WHAT IS REQUIRED
Pull out the part of the records that opens with the line containing "of the steep" and closes with the final line of the records, reproducing every line word for word. Include both the opening and closing lines, and nothing outside that span.

<<<<

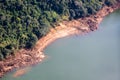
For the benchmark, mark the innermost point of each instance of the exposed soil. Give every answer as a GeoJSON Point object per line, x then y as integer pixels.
{"type": "Point", "coordinates": [33, 56]}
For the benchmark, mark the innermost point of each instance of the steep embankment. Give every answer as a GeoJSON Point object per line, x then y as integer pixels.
{"type": "Point", "coordinates": [66, 28]}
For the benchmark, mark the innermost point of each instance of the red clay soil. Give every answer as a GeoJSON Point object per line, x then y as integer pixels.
{"type": "Point", "coordinates": [33, 56]}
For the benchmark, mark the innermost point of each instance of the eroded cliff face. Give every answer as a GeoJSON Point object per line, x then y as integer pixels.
{"type": "Point", "coordinates": [33, 56]}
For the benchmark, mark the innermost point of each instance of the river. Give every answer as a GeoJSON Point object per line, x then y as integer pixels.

>>>>

EXERCISE RESPONSE
For the benchmark, mark the innermost point of each instance of the steep embankment. Give every answer as a GeoJSON Point object per line, x then y as integer pixels.
{"type": "Point", "coordinates": [66, 28]}
For the benchmark, mark the innermost point of each instance of the red clay soil. Give every answer as a GeoJSON Point object per line, x then y as integer pixels.
{"type": "Point", "coordinates": [33, 56]}
For the benchmark, mark the innermost point of each instance of the eroded cliff face. Give every answer as a GeoJSON Point object per line, x then y as integer pixels.
{"type": "Point", "coordinates": [33, 56]}
For the benchmark, mark the innermost point of each instance of the river. Give every answer as a GeoJSON Point object per line, x then y as integer pixels.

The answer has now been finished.